Para a advogada criminalista e mestranda pela USP e integrante da Comissão da Advocacia Criminal e Política Penitenciária da OAB-ES, Anna Paulina Cardoso, a decisão é história e representa uma conquista na luta contra a violência contra a mulher.
"Foi uma decisão histórica. Os argumentos da decisão são da necessidade de combate a violência contra a mulher. Foi muito importante, pois essa questão era, muitas vezes, levadas aos tribunais, que ficavam impedidos de realizar a soberania dos vereditos. O que foi decidido é que controlar essa linha argumentativa não significa ferir a soberania dos vereditos, mas evitar um discurso odioso", afirmou.
Anna Paulina explicou que, atualmente, os crimes de feminicidio são julgados pelo tribunal do juri, composto por populares que não tem o dever de motivar usas decisões.

------------------------------------------------

• **Tarefa indicada 1**
Reproduza, por favor, o trecho da seleção que começa nas palavras "Para a advogada" e termina depois de "motivar usas decisões.".
• **Tarefa indicada 2**
Segundo a seleção, de qual comissão da OAB-ES Anna Paulina Cardoso é integrante?

• **Material fornecido**
------------------------------------------------

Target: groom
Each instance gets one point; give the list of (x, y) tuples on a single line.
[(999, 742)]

------------------------------------------------

• **Resultado do exercício 1**
Para a advogada criminalista e mestranda pela USP e integrante da Comissão da Advocacia Criminal e Política Penitenciária da OAB-ES, Anna Paulina Cardoso, a decisão é história e representa uma conquista na luta contra a violência contra a mulher.
"Foi uma decisão histórica. Os argumentos da decisão são da necessidade de combate a violência contra a mulher. Foi muito importante, pois essa questão era, muitas vezes, levadas aos tribunais, que ficavam impedidos de realizar a soberania dos vereditos. O que foi decidido é que controlar essa linha argumentativa não significa ferir a soberania dos vereditos, mas evitar um discurso odioso", afirmou.
Anna Paulina explicou que, atualmente, os crimes de feminicidio são julgados pelo tribunal do juri, composto por populares que não tem o dever de motivar usas decisões.

• **Resultado do exercício 2**
Da Comissão da Advocacia Criminal e Política Penitenciária da OAB-ES.